The Stray Cat Café located at 500 S. Spring Street LA CA 90013 is pleased to present new works by the artist Brummbaer, curated by Julie Rico. The hours for the gallery are from 7AM-10PM M-Th 7AM-Midnight Fri. & Sat. Sunday 9AM-5PM.
Brummbaer has been infatuated with new 3D-fractal software, which is the basis of many of his latest paintings. In addition, to using the latest technology to achieve the new paintings, Brummbaer embraces the old school of layering paints and glazes on top of the fractal works of art. In the end the works are stunningly colorful and vibrant modern abstract paintings.
He says creating and watching fractals is like observing the monumental battle between order and chaos unfolding in front of your eyes. Still while fractal images are usually exquisitely beautiful by themselves — they hardly ever move beyond “eyecandy”.Brummbaer’s painted fractals on the other hand are surprisingly romantic and display at times very emotional statements about living on this planet.
Brummbaer is a German-American digital artist who has done work as an art director, film art director, designer, graphic artist, and 3-D modeler. His fine art and underground magazine Germania brought him recognition in Europe during the 1960s, and he orchestrated light shows for musicians such as Frank Zappa and Tangerine Dream. Due to his large and rare collection of underground comics, Brummbaer translated and edited Robert Crumb’s first book in Germany. With the success of the book he was able start a comic-book-company “Brumm Comix.” In 1985 the International Synergy Institute in Los Angeles invited Brummbaer to be their artist in residence, and work on their Fairlight CVI computer. Brummbaer began focusing on computer graphics. He created several short computer-generated animations and has done visual effects for a number of popular films such as, The Craft (digital artist: butterfly sequence). Brummbaer was one of the primary computer animators responsible for the special effects in the Tristar motion picture Johnny Mnemonic. Brummbaer also created innovative openers for SIGGRAPH’s “Electronic Theater,” and has long been a pioneer in the world of digital animation, where he has been noted for his signature hallucinogenic style.

• Problem: Quote the Brummbaer exhibition text word for word, from "Brummbaer has been" down to "on this planet.".

• Record set:

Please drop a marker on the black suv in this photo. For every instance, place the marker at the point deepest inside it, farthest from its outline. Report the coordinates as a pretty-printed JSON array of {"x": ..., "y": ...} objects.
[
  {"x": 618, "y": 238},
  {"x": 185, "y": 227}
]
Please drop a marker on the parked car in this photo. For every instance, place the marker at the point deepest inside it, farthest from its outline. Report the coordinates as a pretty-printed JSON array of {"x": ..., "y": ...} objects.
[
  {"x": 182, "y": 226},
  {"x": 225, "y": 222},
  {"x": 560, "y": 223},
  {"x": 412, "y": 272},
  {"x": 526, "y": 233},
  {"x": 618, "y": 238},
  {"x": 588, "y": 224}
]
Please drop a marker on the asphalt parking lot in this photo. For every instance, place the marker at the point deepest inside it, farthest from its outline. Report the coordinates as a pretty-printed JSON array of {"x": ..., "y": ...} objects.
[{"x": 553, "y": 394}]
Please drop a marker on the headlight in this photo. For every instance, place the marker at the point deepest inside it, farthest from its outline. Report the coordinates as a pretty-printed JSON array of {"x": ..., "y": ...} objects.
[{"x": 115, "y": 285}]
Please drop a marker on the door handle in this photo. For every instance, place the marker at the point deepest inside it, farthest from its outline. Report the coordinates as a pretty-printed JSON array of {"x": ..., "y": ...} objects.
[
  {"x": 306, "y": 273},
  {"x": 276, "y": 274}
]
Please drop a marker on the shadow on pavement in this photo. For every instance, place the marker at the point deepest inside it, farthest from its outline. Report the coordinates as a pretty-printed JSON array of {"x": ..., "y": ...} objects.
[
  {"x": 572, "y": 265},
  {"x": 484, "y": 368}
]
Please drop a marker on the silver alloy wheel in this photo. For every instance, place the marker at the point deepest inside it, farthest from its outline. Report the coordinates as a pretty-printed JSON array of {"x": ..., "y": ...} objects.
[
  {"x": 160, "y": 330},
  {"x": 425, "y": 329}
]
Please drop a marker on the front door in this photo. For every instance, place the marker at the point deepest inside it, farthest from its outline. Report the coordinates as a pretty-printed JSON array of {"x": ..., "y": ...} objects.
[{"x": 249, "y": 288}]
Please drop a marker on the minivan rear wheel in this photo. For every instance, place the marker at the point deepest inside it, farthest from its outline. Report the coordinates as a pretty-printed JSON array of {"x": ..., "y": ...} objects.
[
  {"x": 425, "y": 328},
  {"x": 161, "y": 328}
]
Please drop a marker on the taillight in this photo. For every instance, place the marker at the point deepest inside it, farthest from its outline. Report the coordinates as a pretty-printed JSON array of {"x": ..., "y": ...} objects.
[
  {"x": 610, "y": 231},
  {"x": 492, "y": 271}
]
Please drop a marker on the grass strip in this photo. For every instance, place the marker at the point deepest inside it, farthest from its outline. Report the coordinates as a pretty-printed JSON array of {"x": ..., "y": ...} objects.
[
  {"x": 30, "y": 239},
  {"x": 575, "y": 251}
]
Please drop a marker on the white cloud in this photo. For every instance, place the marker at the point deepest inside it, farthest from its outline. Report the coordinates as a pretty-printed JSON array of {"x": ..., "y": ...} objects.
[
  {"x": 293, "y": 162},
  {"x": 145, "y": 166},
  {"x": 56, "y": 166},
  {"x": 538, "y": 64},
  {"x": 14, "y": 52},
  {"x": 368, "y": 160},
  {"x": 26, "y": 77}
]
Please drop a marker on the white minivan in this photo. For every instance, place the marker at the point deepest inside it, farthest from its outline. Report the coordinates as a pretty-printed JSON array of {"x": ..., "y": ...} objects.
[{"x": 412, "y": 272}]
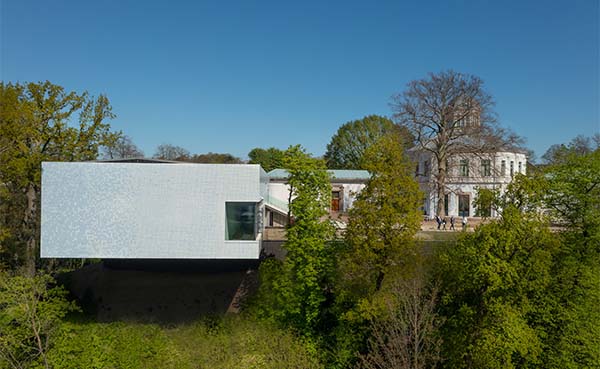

• Solution for this exercise:
Brummbaer has been infatuated with new 3D-fractal software, which is the basis of many of his latest paintings. In addition, to using the latest technology to achieve the new paintings, Brummbaer embraces the old school of layering paints and glazes on top of the fractal works of art. In the end the works are stunningly colorful and vibrant modern abstract paintings.
He says creating and watching fractals is like observing the monumental battle between order and chaos unfolding in front of your eyes. Still while fractal images are usually exquisitely beautiful by themselves — they hardly ever move beyond “eyecandy”.Brummbaer’s painted fractals on the other hand are surprisingly romantic and display at times very emotional statements about living on this planet.